TASKS:
A – Can you reproduce the news article on cancer in the Pacific from "Expert notes rise" to "Hawaii cancer expert.", changing "cancer expert" to "cancer specialist"?
B – What comes next in the news article on cancer in the Pacific? Continue it from its last sentence.

Expert notes rise of cancer in Pacific
Spending is down near former nuclear test sites with a high rate of disease
By Gemma Casas
The Associated Press
SAIPAN, Northern Mariana Islands » Nearly half a century after Pacific nuclear testing, increasing numbers of cancer patients are appearing on Pacific islands even as U.S. government support for health care steadily declines, according to a Hawaii cancer expert.
Dr. Neal Palafox of the University of Hawaii's John A. Burns School of Medicine notes that while the U.S. is spending billions of dollars a month on the war in Iraq, health budgets in its former and current Pacific island territories decrease.
Palafox, with the Comprehensive Cancer Control Program and the Cancer Consortium of the Pacific Islands, spoke at a public lecture in Saipan this week. The programs are aimed at helping Pacific islands create a medical coalition so they can get more U.S. medical grants, but Palafox said Pacific communities also have to address on their own the issue of increased cancer.
He said declines in U.S. funding affect not only Hawaii but the Northern Marianas, Guam, Palau and the Marshall Islands, where the U.S. conducted above-ground nuclear testing from 1946 to 1958. The 67 thermonuclear tests conducted on different atolls of the Marshalls amounted to 7,200 Hiroshima bombs, he said -- "an average of more than 1.6 Hiroshima bombs per day for the 12-year nuclear test program."
According to the National Cancer Institute, in 2004 there were 530 excess cancers, mostly from northern atolls and all over the now-independent Marshall Islands, he said.

THE DATA:
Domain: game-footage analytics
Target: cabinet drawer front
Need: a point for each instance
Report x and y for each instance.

ANSWERS IN ORDER:
A –
Expert notes rise of cancer in Pacific
Spending is down near former nuclear test sites with a high rate of disease
By Gemma Casas
The Associated Press
SAIPAN, Northern Mariana Islands » Nearly half a century after Pacific nuclear testing, increasing numbers of cancer patients are appearing on Pacific islands even as U.S. government support for health care steadily declines, according to a Hawaii cancer specialist.

B –
Too often, cancer patients don't know they have the disease, due to lack of detection facilities, he said. "It's hard to track cancer in the Pacific because data is not available.
In the Northern Marianas, a U.S. territory, the local health department recorded 146 cases of breast cancer from 1993 to 2002, and 71 cervical cancer cases during the period.
Palafox said there could be more cases that were not detected, especially of oral cancer, which is associated with the practice of chewing betel nut. The betel nut is usually mixed with tobacco, lime and pepper leaf.
Palafox said only a small fraction of cancer cases in the Pacific are hereditary, with the majority induced by lifestyle and environment.
He said studies show tobacco use among teenagers in the Northern Marianas is double the U.S. rate, and second-highest in the world.
Yet, in 2004 the U.S. spent $866 per person for health care in the Northern Marianas, compared with $5,500 for each American on the mainland, he said.
On the island of Kosrae, the U.S. spends $151 per patient, $143 in Pohnpei, $128 in the Marshalls, $92 in Chuuk, $369 in American Samoa, and just over $500 in Guam, he said.